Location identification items
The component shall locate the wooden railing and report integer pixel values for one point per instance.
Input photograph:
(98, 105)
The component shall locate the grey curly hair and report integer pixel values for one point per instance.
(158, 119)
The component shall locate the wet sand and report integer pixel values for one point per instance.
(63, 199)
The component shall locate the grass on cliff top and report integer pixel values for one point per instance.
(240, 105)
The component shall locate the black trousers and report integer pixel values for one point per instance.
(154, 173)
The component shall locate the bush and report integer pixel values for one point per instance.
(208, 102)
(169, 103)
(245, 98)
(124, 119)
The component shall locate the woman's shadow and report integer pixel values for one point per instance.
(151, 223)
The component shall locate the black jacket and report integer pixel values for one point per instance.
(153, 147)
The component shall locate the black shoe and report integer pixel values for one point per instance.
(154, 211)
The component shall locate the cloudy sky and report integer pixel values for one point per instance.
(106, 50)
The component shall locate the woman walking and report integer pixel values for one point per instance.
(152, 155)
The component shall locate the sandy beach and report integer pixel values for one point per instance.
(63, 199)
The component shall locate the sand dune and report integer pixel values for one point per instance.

◆ **Exercise**:
Format the data above, from the line containing "The component shall locate the black trousers" through the end, as a JSON list of strings with one string per line and blank lines omitted.

◆ **Correct output**:
[
  "The component shall locate the black trousers and report integer pixel values for one point per instance.",
  "(154, 173)",
  "The component shall locate the bush and report integer pixel values for one point per instance.",
  "(208, 102)",
  "(169, 103)",
  "(245, 98)",
  "(124, 119)",
  "The component shall locate the woman's shadow and report integer pixel values for one point per instance.",
  "(151, 223)",
  "The component shall locate the black jacket and report integer pixel values for one point per instance.",
  "(153, 147)",
  "The component shall locate the black shoe and report integer pixel values for one point per instance.",
  "(154, 211)",
  "The component shall locate the cloudy sky and report integer pixel values for one point per instance.",
  "(106, 50)",
  "The component shall locate the woman walking and report integer pixel values for one point per instance.",
  "(152, 155)",
  "The component shall locate the sandy beach and report integer pixel values for one point per instance.",
  "(63, 199)",
  "The component shall locate the sand dune and report integer pixel values for one point per instance."
]